Exercise goal
Put everything from the start of the listing below down to the line containing "[[462, 154]]" into a Markdown table with two columns, Row (a running number) and Entry (the line itself). Leave out any blank lines.

____________

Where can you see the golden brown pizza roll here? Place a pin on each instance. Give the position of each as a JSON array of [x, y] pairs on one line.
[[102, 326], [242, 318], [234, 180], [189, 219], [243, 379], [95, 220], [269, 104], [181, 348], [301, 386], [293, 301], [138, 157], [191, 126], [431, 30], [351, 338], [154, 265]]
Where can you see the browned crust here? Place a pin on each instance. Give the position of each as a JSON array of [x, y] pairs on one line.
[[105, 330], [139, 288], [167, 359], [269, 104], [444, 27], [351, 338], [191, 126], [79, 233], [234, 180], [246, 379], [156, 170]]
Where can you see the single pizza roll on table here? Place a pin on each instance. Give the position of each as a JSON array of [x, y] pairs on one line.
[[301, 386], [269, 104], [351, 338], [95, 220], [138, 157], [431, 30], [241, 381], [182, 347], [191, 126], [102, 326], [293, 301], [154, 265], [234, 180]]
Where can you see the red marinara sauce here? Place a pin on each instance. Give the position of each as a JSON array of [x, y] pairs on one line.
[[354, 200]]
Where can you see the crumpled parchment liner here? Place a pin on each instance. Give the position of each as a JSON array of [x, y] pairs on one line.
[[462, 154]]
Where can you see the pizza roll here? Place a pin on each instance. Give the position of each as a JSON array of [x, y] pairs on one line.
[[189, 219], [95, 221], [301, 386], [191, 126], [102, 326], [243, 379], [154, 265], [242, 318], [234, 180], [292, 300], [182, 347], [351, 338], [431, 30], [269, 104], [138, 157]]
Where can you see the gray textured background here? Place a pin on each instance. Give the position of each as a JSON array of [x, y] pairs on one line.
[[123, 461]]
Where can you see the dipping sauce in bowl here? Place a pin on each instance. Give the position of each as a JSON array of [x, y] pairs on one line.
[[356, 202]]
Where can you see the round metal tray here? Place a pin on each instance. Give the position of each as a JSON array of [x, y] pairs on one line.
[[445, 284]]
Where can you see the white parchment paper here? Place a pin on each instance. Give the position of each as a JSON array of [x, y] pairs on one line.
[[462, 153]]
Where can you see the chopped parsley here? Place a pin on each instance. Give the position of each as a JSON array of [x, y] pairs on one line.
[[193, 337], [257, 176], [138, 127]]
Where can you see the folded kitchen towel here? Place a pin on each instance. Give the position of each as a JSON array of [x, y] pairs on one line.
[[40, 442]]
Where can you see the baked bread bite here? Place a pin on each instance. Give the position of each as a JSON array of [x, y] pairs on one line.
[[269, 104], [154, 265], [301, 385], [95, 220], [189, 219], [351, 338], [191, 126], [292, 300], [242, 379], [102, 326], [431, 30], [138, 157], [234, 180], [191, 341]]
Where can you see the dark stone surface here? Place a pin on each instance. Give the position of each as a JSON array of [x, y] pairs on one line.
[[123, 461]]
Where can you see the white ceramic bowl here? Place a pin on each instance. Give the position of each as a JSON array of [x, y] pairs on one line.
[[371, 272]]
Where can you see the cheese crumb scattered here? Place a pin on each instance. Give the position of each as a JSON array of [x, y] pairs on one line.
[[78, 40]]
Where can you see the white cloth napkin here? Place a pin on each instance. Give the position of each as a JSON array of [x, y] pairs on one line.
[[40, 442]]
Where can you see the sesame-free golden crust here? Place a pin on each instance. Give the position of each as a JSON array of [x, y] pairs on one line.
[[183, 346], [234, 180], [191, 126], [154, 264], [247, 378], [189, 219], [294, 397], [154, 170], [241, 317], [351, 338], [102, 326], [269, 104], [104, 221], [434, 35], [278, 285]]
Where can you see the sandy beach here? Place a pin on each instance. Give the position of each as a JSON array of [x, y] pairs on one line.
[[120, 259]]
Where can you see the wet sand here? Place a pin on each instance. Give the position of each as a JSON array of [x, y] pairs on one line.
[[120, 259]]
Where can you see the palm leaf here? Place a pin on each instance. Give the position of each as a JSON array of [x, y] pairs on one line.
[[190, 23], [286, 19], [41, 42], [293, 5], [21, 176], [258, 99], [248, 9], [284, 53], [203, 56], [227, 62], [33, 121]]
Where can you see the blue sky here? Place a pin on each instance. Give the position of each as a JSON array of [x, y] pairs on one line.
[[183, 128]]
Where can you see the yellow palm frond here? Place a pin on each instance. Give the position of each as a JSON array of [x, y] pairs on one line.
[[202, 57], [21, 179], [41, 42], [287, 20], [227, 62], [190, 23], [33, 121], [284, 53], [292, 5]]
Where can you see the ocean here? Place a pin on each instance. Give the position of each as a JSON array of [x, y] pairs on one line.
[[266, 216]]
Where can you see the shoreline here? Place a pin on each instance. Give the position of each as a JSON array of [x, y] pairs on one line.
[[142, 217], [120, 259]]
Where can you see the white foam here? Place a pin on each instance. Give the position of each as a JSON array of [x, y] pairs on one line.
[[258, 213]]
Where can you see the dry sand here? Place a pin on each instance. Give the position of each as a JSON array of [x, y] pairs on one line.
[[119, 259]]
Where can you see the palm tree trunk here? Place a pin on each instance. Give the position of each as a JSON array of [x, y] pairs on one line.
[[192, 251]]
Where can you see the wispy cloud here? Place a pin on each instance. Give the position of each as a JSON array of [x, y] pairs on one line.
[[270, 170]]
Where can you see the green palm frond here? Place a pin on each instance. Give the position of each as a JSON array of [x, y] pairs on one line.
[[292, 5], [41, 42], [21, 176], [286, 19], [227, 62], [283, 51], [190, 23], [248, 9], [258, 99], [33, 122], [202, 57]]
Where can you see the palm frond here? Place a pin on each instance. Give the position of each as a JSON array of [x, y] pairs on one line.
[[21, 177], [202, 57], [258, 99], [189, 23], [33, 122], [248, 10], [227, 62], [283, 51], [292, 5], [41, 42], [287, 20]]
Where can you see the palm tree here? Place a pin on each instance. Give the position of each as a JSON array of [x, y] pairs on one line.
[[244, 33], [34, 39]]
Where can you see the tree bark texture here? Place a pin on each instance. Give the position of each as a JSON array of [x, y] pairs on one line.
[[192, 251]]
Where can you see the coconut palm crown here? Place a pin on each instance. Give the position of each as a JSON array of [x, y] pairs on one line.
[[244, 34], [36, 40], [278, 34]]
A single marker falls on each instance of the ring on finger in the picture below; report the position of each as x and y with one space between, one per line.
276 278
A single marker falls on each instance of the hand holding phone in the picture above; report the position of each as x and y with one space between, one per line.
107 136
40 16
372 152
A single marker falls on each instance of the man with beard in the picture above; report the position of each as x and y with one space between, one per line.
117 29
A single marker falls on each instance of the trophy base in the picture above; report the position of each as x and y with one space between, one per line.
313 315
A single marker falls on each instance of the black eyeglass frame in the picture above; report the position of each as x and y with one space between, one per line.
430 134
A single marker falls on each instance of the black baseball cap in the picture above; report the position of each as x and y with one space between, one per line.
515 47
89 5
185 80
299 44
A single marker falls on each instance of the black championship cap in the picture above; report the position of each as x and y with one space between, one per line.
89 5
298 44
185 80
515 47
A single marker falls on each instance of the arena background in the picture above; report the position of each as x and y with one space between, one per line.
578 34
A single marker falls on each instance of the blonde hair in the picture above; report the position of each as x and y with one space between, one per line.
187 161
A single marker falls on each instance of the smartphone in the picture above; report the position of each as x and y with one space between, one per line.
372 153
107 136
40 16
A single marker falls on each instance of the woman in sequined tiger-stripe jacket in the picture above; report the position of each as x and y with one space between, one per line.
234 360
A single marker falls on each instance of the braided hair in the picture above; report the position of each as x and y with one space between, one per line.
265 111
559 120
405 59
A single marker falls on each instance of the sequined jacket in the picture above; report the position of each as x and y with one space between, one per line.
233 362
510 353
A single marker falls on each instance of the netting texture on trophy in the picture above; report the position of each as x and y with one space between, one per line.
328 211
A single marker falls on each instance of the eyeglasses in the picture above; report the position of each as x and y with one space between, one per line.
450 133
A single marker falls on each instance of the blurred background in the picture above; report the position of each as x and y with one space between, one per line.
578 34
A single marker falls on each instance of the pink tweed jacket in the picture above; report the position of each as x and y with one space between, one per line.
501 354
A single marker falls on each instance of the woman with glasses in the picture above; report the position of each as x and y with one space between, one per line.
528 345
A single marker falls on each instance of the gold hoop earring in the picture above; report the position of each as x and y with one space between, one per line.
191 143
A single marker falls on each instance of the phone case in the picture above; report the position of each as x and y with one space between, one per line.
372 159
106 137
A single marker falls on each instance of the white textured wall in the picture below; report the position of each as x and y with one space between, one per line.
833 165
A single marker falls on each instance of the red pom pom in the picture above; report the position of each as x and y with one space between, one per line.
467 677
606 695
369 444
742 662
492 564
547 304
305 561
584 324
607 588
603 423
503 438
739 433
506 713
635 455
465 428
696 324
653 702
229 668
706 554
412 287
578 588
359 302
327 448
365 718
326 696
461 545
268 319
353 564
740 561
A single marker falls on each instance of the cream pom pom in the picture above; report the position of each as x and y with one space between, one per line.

____________

Response to the exercise
| Row | Entry |
|---|---|
| 1 | Where can you see the golden brown pizza roll here? Place a pin on each instance. Give the position of each as a JSON array of [x, y] pairs on one line. |
| 2 | [[102, 326], [242, 318], [234, 180], [189, 219], [243, 379], [95, 220], [269, 104], [181, 348], [301, 386], [293, 301], [138, 157], [191, 126], [431, 30], [351, 338], [154, 265]] |
| 3 | Where can you see the browned crust here? Place a pin on each instance. Give the position of each as a JSON array of [x, y] pairs on one line. |
| 4 | [[105, 330], [139, 288], [167, 359], [269, 104], [444, 27], [351, 338], [191, 126], [79, 233], [234, 180], [246, 379], [156, 170]] |
| 5 | Where can you see the single pizza roll on table here? Place a pin on each instance. Give the position of each as a JSON array of [x, y] pairs on one line. |
| 6 | [[301, 386], [269, 104], [351, 338], [95, 220], [138, 157], [431, 30], [241, 381], [182, 347], [191, 126], [102, 326], [293, 301], [154, 265], [234, 180]] |
| 7 | Where can you see the red marinara sauce here? Place a pin on each instance. Give the position of each as a JSON array of [x, y] pairs on one line. |
| 8 | [[354, 200]] |
| 9 | Where can you see the crumpled parchment liner here? Place a pin on each instance. Give the position of each as a JSON array of [x, y] pairs on one line. |
| 10 | [[462, 154]] |